• [Problem]: When you reach the line with "Expected: a marker on each instance of the crouching" in the listing below, transcribe it and each line after it up to and including the line with "Expected: a marker on each instance of the green", exactly and with nothing else.

++++ Working data ++++

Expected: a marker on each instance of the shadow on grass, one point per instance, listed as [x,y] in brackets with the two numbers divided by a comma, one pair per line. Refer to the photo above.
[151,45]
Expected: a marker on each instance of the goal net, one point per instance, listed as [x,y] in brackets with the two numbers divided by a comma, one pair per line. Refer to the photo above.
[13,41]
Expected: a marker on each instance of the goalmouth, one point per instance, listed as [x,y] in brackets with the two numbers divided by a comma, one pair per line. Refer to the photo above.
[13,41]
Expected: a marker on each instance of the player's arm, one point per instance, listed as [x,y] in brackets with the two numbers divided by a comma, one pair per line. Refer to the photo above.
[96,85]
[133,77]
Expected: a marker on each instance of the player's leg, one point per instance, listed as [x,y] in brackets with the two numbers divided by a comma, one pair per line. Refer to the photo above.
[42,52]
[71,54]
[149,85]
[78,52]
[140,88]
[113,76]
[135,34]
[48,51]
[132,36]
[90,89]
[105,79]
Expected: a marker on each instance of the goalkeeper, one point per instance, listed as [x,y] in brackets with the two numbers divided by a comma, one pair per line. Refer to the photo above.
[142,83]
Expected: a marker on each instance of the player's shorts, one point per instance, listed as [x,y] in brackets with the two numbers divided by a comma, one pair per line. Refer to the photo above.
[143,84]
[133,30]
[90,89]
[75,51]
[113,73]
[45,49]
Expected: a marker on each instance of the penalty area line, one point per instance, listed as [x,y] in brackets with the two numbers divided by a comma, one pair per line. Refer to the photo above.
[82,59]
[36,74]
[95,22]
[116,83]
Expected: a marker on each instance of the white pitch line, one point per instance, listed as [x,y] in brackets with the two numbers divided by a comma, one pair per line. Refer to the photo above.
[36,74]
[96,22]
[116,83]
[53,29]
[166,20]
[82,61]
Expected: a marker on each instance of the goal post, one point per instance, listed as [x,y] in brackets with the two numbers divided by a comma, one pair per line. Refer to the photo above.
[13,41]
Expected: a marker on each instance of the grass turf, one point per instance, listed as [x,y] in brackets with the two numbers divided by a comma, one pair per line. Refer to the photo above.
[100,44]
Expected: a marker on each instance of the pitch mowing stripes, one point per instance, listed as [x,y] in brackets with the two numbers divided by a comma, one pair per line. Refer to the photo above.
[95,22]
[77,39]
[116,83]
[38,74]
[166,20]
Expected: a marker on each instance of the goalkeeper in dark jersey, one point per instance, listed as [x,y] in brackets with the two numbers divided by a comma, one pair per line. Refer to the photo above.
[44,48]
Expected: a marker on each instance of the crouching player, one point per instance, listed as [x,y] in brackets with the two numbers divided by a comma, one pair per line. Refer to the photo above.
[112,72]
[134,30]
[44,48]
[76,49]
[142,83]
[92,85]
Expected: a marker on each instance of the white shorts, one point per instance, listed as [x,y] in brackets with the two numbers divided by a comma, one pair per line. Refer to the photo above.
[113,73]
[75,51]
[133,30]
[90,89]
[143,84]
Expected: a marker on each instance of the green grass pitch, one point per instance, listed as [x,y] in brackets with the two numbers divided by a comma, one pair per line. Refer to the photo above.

++++
++++ Working data ++++

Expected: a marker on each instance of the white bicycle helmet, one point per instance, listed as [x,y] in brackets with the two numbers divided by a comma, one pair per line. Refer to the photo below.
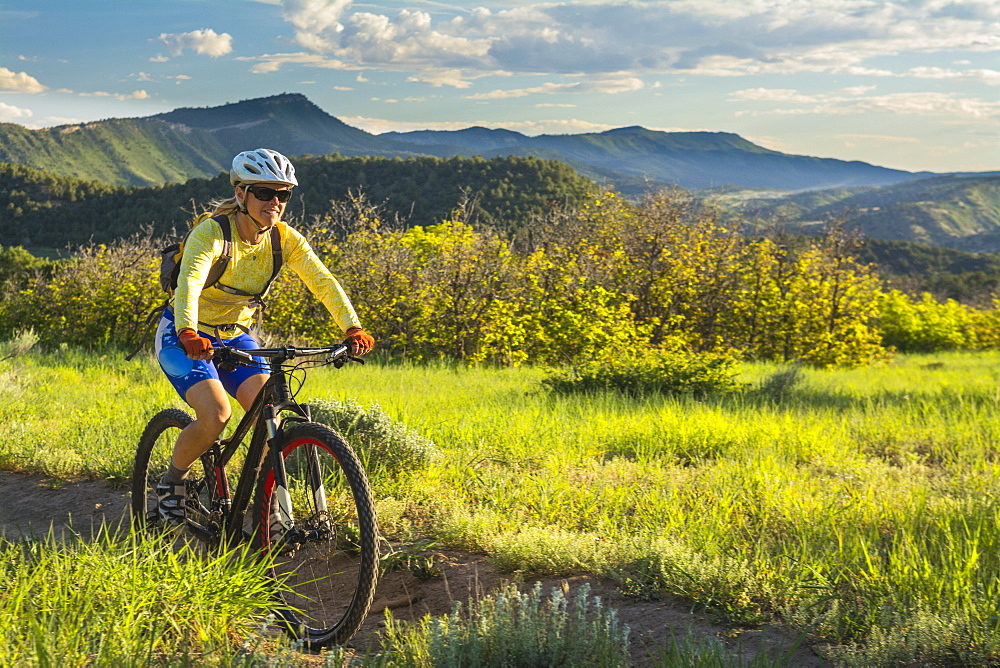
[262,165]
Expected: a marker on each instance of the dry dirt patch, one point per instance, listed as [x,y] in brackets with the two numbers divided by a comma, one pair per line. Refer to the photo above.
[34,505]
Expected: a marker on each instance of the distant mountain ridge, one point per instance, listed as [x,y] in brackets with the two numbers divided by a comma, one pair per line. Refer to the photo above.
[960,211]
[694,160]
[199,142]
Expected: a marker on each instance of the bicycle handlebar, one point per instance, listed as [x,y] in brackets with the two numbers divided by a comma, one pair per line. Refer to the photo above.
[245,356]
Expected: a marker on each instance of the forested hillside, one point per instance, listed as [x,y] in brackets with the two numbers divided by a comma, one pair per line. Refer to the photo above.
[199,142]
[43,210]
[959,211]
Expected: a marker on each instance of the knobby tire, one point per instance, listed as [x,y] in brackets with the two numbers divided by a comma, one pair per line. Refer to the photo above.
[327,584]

++++

• [Written response]:
Expected: a marker on each instance of the crouching player, one point per instance, listed as [x,y] in brackets with the two numbers divided by a comma, one pair per line. Refer to the photo above.
[112,72]
[134,30]
[44,48]
[76,49]
[142,83]
[92,85]
Expected: a marker on each instance of the white shorts, one point per instance, listed as [x,y] in brackets with the two numbers divided by a comma, one pair per line. Refer to the photo above.
[113,73]
[75,51]
[133,30]
[90,89]
[143,84]
Expected: a marker on each instance of the green grass pitch, one point per instance, listed as [x,y] in brackets with the two numbers divided by a comma, one pair per line. Refer to the photo above.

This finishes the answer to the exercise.